> Het probleem:
Geef alle onderstaande rijen weer als genummerde lijst, zonder lege regels.

Opgeslagen items uit een verzameling
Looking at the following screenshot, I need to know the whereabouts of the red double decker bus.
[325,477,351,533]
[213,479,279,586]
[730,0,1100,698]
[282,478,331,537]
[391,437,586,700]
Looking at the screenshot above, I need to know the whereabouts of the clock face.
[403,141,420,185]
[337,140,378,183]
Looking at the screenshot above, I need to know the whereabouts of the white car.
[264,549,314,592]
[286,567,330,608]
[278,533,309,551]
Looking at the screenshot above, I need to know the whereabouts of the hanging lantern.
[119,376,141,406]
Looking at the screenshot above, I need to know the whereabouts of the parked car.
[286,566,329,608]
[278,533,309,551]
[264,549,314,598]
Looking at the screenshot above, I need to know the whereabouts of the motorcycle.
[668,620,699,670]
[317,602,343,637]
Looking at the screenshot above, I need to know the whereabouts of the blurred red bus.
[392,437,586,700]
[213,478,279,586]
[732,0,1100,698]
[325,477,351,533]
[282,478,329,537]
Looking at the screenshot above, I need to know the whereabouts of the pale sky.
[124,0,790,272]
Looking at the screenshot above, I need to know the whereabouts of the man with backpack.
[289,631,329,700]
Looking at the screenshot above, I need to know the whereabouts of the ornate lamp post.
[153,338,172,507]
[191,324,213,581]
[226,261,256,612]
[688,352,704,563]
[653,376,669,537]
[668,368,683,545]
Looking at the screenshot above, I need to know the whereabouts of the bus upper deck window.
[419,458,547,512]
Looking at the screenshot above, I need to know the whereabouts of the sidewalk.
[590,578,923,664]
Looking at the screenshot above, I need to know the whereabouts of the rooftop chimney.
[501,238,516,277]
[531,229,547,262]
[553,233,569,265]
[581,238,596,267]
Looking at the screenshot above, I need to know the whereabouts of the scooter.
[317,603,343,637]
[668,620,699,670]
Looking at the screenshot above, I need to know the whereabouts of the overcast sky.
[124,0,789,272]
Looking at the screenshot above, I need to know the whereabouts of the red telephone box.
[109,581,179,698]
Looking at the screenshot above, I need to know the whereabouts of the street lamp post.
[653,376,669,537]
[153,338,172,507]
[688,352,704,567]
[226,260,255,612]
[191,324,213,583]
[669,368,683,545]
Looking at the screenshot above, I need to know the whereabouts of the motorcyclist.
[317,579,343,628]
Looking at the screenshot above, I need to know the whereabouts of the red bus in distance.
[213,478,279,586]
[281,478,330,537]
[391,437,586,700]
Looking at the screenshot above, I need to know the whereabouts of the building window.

> Antwoord op taak:
1. Looking at the following screenshot, I need to know the whereabouts of the red double decker bus.
2. [325,477,351,533]
3. [213,479,279,586]
4. [730,0,1100,698]
5. [282,478,331,537]
6. [391,437,586,700]
7. Looking at the screenshot above, I need to know the whereabouts of the clock face.
8. [403,141,420,185]
9. [337,140,378,183]
10. Looking at the screenshot above, I need to know the whereabouts of the white car.
11. [264,549,314,592]
12. [286,567,330,608]
13. [278,533,309,551]
14. Looking at the screenshot above, I need to know the whereabouts of the hanging lantern.
15. [119,376,141,406]
16. Looking at the screenshot above, I need to know the whereabouts of the parked car.
17. [286,566,329,608]
18. [278,533,309,551]
19. [264,549,314,598]
20. Looking at the screenshot above, I need to know the whereabouts of the motorcycle.
21. [668,620,699,670]
22. [317,602,343,637]
23. Looking at the screenshot above, I need to know the whereabouts of the blurred red bus.
24. [392,437,586,700]
25. [213,478,279,586]
26. [732,0,1100,698]
27. [325,477,351,533]
28. [282,478,329,537]
29. Looking at the screenshot above, I need to know the whereabouts of the pale sky.
30. [124,0,790,272]
31. Looking at the screenshot above, I need to know the whereabouts of the man with backpack.
32. [289,631,329,700]
33. Looking at the screenshot above, I need to know the whereabouts of the ornate lamp post.
34. [153,338,172,507]
35. [191,324,213,581]
36. [226,261,256,612]
37. [688,352,704,563]
38. [653,376,669,537]
39. [668,368,683,545]
40. Looking at the screenshot above, I need to know the whereabouts of the bus upper deck window.
41. [419,458,547,512]
42. Looking at the screenshot above, I need to know the whereabouts of the sidewalk.
43. [590,578,923,664]
44. Looking at the screenshot above, I need to know the whereabouts of the rooftop chimney.
45. [501,238,516,277]
46. [531,229,547,262]
47. [553,233,569,265]
48. [581,238,596,267]
49. Looking at the screenshot above, I need to know the whereabouts of the scooter.
50. [317,603,343,637]
51. [668,620,699,670]
52. Looking at the screenshot above, I need to know the whereabouts of the overcast sky.
53. [124,0,789,272]
54. Looking at the screenshot above, I need to know the whereabouts of the red telephone box.
55. [109,581,179,698]
56. Looking at the screenshot above, I need to know the whereabouts of the street lamp post.
57. [653,376,669,537]
58. [153,338,172,507]
59. [688,352,704,567]
60. [226,260,255,612]
61. [191,324,213,583]
62. [669,368,683,545]
63. Looking at the screenshot above, I need to know the whereabouts of the motorcyclist.
64. [317,579,343,628]
65. Looking at the screenshot above, I need to know the whereabouts of the red bus in distance.
66. [213,478,279,586]
67. [281,478,330,537]
68. [391,437,586,700]
69. Looking at the screenshot above, I need to know the whereabouts of the building window.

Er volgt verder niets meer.